## What you need to do:
Reproduce all of the data below word for word.

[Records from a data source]
◆ ◆ ◆

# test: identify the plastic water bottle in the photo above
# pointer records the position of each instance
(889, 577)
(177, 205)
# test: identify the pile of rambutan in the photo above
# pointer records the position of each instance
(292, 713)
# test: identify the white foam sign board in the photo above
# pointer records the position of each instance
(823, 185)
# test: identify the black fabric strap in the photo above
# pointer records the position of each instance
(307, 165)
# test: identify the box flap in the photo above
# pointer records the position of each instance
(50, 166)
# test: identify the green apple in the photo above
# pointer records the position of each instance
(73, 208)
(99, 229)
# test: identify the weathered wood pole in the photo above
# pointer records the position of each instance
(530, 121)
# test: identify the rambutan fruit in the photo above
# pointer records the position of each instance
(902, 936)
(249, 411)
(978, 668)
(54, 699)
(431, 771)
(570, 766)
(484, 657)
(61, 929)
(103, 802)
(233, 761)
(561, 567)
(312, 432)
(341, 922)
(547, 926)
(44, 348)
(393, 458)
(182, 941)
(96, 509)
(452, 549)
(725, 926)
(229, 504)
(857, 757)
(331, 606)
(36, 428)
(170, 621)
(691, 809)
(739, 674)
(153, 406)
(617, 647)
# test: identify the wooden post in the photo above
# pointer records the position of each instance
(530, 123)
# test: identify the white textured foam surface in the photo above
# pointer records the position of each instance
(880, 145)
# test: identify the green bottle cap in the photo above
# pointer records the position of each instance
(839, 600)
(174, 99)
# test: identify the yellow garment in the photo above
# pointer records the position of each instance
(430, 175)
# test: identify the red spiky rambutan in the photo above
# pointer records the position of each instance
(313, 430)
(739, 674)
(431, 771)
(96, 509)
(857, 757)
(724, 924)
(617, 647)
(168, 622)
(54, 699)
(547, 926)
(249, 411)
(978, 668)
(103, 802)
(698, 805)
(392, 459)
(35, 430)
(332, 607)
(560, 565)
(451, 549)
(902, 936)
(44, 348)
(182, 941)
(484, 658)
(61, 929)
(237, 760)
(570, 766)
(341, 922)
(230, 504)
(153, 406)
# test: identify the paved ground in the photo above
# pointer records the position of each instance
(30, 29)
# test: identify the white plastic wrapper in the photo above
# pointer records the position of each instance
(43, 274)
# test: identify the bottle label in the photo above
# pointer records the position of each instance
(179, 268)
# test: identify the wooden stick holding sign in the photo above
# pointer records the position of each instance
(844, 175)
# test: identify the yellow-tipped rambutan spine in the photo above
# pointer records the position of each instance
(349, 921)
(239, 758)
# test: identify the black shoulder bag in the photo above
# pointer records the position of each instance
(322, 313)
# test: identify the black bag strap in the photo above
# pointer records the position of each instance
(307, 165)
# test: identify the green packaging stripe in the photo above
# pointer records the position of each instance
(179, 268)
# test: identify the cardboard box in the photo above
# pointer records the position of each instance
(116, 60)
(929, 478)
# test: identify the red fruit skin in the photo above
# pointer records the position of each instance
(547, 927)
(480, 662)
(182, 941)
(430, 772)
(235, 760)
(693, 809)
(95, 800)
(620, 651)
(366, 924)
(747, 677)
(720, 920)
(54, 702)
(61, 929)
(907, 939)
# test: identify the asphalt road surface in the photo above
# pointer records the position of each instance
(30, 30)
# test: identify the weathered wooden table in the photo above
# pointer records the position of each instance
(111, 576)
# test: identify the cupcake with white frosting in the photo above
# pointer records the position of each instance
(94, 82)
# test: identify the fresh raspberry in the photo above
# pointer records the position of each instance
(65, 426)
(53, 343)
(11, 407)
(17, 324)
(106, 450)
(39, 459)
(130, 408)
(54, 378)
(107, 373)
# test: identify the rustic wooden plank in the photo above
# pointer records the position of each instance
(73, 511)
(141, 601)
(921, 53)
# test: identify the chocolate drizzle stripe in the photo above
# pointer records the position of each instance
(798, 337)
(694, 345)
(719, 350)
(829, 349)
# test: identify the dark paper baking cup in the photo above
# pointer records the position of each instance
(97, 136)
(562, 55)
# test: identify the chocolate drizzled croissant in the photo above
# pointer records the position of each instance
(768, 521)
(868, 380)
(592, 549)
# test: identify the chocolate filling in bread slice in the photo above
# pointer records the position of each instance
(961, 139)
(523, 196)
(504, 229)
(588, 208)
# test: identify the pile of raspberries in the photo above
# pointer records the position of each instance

◆ ◆ ◆

## Exercise solution:
# test: identify the plastic water bottle in the photo above
# pointer records the position of each instance
(889, 577)
(177, 205)
# test: identify the pile of rambutan in the photo above
# pointer records the position of each instance
(292, 713)
# test: identify the white foam sign board in the photo above
# pointer records the position of each instance
(823, 185)
# test: identify the black fabric strap in the photo above
# pointer records the position of each instance
(307, 165)
# test: identify the box flap in the photo above
# pointer records the position of each instance
(50, 166)
# test: identify the green apple in the photo above
# pointer records the position of each instance
(73, 208)
(99, 229)
# test: identify the weathered wood pole in the photo above
# pointer records the position of each instance
(530, 121)
# test: identify the rambutan fruit in the photo above
# pointer records the position of each instance
(902, 936)
(249, 411)
(978, 668)
(54, 699)
(431, 771)
(570, 766)
(484, 657)
(61, 929)
(103, 802)
(233, 761)
(561, 567)
(312, 432)
(341, 922)
(547, 926)
(44, 348)
(393, 458)
(182, 941)
(96, 509)
(452, 549)
(725, 926)
(229, 504)
(857, 757)
(331, 606)
(36, 428)
(170, 621)
(691, 809)
(739, 674)
(153, 406)
(617, 647)
# test: identify the wooden post in the photo above
# pointer records the position of each instance
(530, 123)
# test: identify the white textured foam surface in the photo above
# pointer records the position of each instance
(880, 145)
# test: identify the green bottle cap in the photo above
# pointer records the position of each instance
(839, 600)
(174, 99)
# test: identify the yellow garment in the photo above
# pointer records the position of each instance
(430, 175)
# test: identify the red spiky rambutan in the photo above
# pointer records the position of each instance
(313, 430)
(739, 674)
(431, 771)
(96, 509)
(857, 757)
(724, 924)
(617, 647)
(168, 622)
(54, 699)
(547, 926)
(249, 411)
(978, 668)
(103, 802)
(698, 805)
(392, 459)
(35, 430)
(332, 607)
(560, 565)
(451, 549)
(902, 936)
(44, 348)
(182, 941)
(484, 658)
(61, 929)
(237, 760)
(570, 766)
(341, 922)
(230, 504)
(153, 406)
# test: identify the paved ground in the photo above
# pointer records the position of each instance
(30, 29)
# test: identify the white plastic wrapper in the photo above
# pointer records the position of each instance
(43, 274)
# test: identify the bottle label in the photo above
# pointer records the position of each instance
(179, 268)
# test: identify the wooden stick holding sign in the photo above
# pointer records the position of each instance
(844, 175)
# test: identify the yellow-tipped rambutan spine in the photo above
# pointer records the position of each instance
(349, 921)
(239, 758)
# test: identify the black shoulder bag in the photo above
# pointer records the position of each instance
(322, 313)
# test: identify the black bag strap in the photo above
# pointer records the position of each instance
(307, 165)
# test: identify the green packaging stripe in the photo above
# pointer records the position of each instance
(179, 268)
# test: identify the cardboard box in the photo above
# pointer records the position of each instance
(116, 60)
(929, 478)
# test: identify the red fruit skin in the photo above
# pointer records the position of each instance
(547, 927)
(480, 662)
(182, 941)
(430, 772)
(235, 760)
(693, 809)
(95, 800)
(620, 651)
(366, 924)
(747, 677)
(720, 920)
(54, 702)
(61, 929)
(907, 939)
# test: identify the asphalt road surface in the photo above
# pointer records the position of each instance
(30, 30)
# test: identify the weathered wooden table in the photo above
# pointer records the position of each instance
(111, 576)
# test: identify the cupcake with white frosting in the photo above
# pointer records the position of each instance
(94, 82)
# test: identify the fresh raspberry in the photo above
# pointer records the position of each instance
(65, 426)
(53, 343)
(11, 407)
(17, 324)
(106, 450)
(39, 459)
(130, 408)
(54, 378)
(107, 373)
# test: identify the rustic wooden plank in the photo above
# pointer records the position of each instance
(73, 511)
(141, 601)
(921, 53)
# test: identify the chocolate drizzle stripe in the photo above
# pointer records the position of each instance
(798, 337)
(694, 345)
(719, 350)
(829, 349)
# test: identify the dark paper baking cup in the photo above
# pointer records the position of each instance
(97, 136)
(562, 55)
# test: identify the chocolate drizzled croissant in the photo above
# pointer records the position of each instance
(768, 521)
(868, 380)
(592, 549)
# test: identify the chocolate filling in bread slice in the photo above
# pointer records the position of each instance
(961, 139)
(523, 196)
(504, 229)
(588, 208)
# test: identify the pile of raspberries in the photo above
# pointer records the position of each instance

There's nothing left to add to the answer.